◆ To do ◆
List each line of the records below that contains the word "fabric", copying the line in full. Matches must have the same case.
===
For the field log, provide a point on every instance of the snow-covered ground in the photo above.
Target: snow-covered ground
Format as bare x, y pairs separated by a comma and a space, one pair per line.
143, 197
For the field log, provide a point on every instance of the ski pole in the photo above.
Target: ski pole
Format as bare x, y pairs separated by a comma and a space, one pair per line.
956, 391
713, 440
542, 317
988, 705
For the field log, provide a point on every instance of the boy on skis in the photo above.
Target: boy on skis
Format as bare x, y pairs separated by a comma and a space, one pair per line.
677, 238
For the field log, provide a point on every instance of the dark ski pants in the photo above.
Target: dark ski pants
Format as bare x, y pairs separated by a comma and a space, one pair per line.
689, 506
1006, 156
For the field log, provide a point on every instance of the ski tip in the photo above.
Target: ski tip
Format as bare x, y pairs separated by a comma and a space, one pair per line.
===
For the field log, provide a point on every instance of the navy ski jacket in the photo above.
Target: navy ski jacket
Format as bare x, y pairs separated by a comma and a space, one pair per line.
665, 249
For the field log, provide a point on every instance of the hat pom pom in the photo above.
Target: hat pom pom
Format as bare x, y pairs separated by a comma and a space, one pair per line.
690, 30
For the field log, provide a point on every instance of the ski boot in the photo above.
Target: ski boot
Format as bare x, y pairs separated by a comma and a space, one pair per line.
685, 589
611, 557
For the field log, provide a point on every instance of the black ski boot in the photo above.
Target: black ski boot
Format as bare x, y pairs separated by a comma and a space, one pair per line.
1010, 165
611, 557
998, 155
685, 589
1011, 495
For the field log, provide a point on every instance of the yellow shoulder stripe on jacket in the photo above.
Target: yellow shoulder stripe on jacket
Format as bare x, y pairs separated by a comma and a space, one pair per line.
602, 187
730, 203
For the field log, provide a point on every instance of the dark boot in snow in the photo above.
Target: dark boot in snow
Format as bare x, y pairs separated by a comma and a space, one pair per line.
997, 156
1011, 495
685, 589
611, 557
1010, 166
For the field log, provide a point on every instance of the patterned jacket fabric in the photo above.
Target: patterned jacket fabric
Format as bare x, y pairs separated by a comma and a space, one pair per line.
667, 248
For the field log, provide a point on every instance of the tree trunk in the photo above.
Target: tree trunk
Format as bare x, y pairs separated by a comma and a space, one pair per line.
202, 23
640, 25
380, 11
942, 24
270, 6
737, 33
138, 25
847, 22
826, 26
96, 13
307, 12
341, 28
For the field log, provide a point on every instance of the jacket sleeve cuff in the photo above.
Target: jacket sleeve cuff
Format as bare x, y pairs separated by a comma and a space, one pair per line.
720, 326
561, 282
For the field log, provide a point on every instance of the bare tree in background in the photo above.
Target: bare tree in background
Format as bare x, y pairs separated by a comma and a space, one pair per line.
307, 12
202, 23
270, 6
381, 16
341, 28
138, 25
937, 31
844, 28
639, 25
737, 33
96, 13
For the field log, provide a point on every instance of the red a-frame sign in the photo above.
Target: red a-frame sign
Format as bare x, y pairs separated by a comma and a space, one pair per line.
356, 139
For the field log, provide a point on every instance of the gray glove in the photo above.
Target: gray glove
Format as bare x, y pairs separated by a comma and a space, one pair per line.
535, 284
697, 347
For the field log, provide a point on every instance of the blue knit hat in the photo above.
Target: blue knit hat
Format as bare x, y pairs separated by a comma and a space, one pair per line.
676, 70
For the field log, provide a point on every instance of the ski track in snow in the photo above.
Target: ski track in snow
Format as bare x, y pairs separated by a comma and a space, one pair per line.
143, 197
===
◆ Complete answer ◆
For the field log, provide a point on every instance of the patterned jacket fabric in the photo above.
Target: patterned jacket fabric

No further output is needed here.